> _DIRECTIONS_: Copy every line of the material below verbatim.

BEGIN MATERIAL SUPPLIED

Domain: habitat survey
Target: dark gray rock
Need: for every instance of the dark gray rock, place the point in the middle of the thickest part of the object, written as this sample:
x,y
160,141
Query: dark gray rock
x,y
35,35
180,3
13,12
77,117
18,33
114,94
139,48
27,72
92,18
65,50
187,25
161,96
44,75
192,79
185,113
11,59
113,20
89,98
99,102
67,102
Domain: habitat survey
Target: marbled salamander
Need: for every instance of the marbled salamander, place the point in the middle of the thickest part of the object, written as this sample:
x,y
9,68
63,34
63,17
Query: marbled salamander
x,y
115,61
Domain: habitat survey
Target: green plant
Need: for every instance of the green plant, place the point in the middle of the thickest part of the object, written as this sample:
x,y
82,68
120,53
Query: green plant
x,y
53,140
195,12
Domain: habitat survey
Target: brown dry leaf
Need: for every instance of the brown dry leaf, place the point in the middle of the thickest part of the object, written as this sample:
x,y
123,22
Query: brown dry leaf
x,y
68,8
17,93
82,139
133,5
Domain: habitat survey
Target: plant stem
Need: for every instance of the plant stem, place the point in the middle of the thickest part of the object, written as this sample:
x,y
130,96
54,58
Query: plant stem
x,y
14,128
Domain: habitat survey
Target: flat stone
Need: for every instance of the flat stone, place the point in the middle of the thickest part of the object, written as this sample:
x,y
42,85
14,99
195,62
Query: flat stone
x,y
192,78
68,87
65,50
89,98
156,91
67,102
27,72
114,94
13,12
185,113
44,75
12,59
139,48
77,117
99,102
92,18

END MATERIAL SUPPLIED

> _RESULT OF THIS EXERCISE_:
Domain: habitat survey
Target: dark gray rock
Need: for every instance of the dark gray rock, place the point in the middle of the thickest part of the object, written as this sample:
x,y
160,141
Query: dark gray rock
x,y
35,35
180,3
13,12
77,117
18,33
114,94
139,48
27,72
92,18
65,50
187,25
161,96
44,75
192,79
185,113
11,59
113,20
89,98
99,102
67,102
Domain: habitat survey
Target: marbled salamander
Need: for every instance of the marbled salamander, place the point in the middle of the thickest part of the object, written as this sample:
x,y
9,68
63,34
63,17
Query: marbled salamander
x,y
115,61
Domain: habitat survey
Target: green plant
Need: for every instance of the green plant, place the point in the middle of the thickest part of the object, written as this sample:
x,y
82,68
120,53
Query: green plant
x,y
53,140
195,12
Domain: habitat survey
Target: brown dry leaf
Need: for every instance of the brown dry leaf, place the point in the middle of the thickest part of the object, written as this sample:
x,y
123,22
Query: brown dry leaf
x,y
68,8
17,93
82,139
133,5
Domain: habitat survey
Target: plant stem
Need: for every instance of the plant stem, place the point in the middle of the thickest part of the object, written as this sample:
x,y
130,96
54,58
Query: plant stem
x,y
14,128
Domain: habitat survey
Target: flat stone
Need: for every instance of the flat stone, place the point in the middle of the thickest part of the object, written as this sample:
x,y
42,85
14,99
195,62
Query: flat stone
x,y
192,78
68,87
65,50
89,98
156,91
67,102
27,72
114,94
13,12
185,113
44,75
12,59
139,48
77,117
99,102
92,18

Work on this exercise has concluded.